■ Consigne 1:
D'après l'extrait, pourquoi peut-on se demander pourquoi aucun mécanisme de convertibilité de la dette n'a été prévu ? Répondez en une à trois phrases.
■ Consigne 2:
Quelles formes de capital composent le « mix » dans lequel, selon l'extrait, l'État intervient comme un « Private Equity » ? Citez-les toutes.
■ Consigne 3:
Citez l'extrait entre « Avec le délai » et « modalités novatrices particulières. », ces mots compris.

====== Extrait du texte ======

Le bien-fondé d’une politique
Quelle a été la réponse du gouvernement? Par le crédit et, partant, par la dette qui s’envole alors que l’on était déjà à un niveau d’endettement accentué. Pour mémoire, la loi de finances 2020 avait prévu, le 1er janvier dernier, des emprunts d’un total de 32 milliards de dirhams pour boucler l’exercice annuel de 64%. Cela a été revu à la hausse par un texte législatif qui a fait sauter ce plafond sans préciser d’ailleurs jusqu’à quel niveau. Un débat persiste dans des milieux économiques spécialisés publics et privés sur le bien-fondé de cette politique. L’un des points récurrents a trait au fait que l’on n’a pas véritablement pris en compte ce paramètre structurel: celui de la sous-capitalisation des entreprises, leurs fonds propres.

Avec le délai de grâce de deux ans accordé par les banques aux entreprises avec la garantie de l’Etat, il fallait bien soulager la trésorerie de celles-ci. Mais qu’en sera-t-il au terme de ce délai, en mars 2022? Si les entreprises arrivent à maintenir leurs activités, elles seront alors tenues de commencer à honorer leurs engagements de crédit à l’égard des banques. Mais si tel n’était pas le cas, c’est l’Etat qui sera alors tenu de suppléer cette carence en tant que garant du paiement. Voilà pourquoi, l’on peut se demander pourquoi il n’a pas été prévu des mécanismes de convertibilité de la dette suivant des modalités novatrices particulières.

L’un d’entre eux a été celui de l’Allemagne à la faveur précisément de la pandémie actuelle. Dans ce schéma, l’Etat intervient comme un opérateur, un «Private Equity». Dans ce registre, il faut parler d’un «mix» de capital-investissement, de capital-développement et, plus encore, de capital-retournement. Il acquiert des titres existants dans l’entreprise: il fait apport de fonds nouveaux sous forme de rachat de titres ou en souscription de nouveaux titres dans le cadre d’une augmentation de capital.

====== Données affichées ======

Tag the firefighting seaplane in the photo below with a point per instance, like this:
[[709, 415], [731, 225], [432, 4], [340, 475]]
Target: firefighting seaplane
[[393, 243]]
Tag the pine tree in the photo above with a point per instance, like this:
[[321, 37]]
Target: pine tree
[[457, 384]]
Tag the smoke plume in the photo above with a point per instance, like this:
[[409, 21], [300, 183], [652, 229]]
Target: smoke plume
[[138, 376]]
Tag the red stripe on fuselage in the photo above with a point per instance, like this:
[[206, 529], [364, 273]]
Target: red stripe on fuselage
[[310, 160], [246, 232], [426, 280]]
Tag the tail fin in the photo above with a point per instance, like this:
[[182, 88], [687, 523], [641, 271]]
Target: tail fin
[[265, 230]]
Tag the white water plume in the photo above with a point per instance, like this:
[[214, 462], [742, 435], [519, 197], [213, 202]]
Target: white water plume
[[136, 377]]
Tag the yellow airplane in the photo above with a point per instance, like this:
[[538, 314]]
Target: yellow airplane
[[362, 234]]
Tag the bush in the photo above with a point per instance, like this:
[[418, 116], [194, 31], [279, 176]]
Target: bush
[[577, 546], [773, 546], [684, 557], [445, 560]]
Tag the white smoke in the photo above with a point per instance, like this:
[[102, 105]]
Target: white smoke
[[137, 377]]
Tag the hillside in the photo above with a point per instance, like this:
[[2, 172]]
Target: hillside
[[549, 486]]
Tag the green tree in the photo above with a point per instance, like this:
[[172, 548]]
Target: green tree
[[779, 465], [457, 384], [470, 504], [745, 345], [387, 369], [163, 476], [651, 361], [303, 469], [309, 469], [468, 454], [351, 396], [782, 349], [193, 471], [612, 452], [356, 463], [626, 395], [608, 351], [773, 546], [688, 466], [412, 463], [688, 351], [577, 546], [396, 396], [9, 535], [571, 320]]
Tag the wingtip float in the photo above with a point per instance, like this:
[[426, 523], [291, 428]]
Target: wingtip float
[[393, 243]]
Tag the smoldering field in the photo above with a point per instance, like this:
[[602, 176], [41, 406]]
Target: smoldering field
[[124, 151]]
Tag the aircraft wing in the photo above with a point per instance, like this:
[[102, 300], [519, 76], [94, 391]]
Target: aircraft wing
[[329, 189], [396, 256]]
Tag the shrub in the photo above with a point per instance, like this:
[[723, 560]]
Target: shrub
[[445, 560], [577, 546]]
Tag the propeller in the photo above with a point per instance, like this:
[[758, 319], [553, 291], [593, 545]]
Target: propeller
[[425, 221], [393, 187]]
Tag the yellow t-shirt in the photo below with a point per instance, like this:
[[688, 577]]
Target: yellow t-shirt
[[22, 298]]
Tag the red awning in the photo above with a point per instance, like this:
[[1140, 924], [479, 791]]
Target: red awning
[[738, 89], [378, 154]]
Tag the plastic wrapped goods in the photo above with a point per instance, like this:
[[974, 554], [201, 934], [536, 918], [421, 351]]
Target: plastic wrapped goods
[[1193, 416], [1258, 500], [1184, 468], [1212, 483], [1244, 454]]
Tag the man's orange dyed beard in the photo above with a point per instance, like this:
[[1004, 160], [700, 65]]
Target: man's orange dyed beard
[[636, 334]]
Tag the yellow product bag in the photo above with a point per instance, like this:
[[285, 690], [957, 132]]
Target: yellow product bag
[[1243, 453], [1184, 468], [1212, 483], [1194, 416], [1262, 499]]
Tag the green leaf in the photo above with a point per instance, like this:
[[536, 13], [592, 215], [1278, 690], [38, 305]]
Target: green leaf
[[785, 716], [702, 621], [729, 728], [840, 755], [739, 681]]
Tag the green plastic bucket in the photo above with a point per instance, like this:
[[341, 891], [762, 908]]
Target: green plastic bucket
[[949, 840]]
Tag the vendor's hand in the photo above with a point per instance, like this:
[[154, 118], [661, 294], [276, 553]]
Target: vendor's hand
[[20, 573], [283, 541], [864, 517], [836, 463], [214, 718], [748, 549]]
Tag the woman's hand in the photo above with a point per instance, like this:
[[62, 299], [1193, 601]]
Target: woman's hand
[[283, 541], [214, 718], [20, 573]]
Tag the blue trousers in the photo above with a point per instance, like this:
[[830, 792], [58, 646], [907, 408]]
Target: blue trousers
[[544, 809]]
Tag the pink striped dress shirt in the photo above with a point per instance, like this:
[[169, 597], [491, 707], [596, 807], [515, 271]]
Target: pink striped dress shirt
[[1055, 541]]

======

■ Résultat 1:
Si les entreprises ne parviennent pas à maintenir leurs activités au terme du délai de grâce de deux ans, en mars 2022, elles ne pourront pas honorer leurs engagements de crédit envers les banques. C'est alors l'État, en tant que garant du paiement, qui sera tenu de suppléer cette carence.

■ Résultat 2:
- capital-investissement
- capital-développement
- capital-retournement

■ Résultat 3:
Avec le délai de grâce de deux ans accordé par les banques aux entreprises avec la garantie de l’Etat, il fallait bien soulager la trésorerie de celles-ci. Mais qu’en sera-t-il au terme de ce délai, en mars 2022? Si les entreprises arrivent à maintenir leurs activités, elles seront alors tenues de commencer à honorer leurs engagements de crédit à l’égard des banques. Mais si tel n’était pas le cas, c’est l’Etat qui sera alors tenu de suppléer cette carence en tant que garant du paiement. Voilà pourquoi, l’on peut se demander pourquoi il n’a pas été prévu des mécanismes de convertibilité de la dette suivant des modalités novatrices particulières.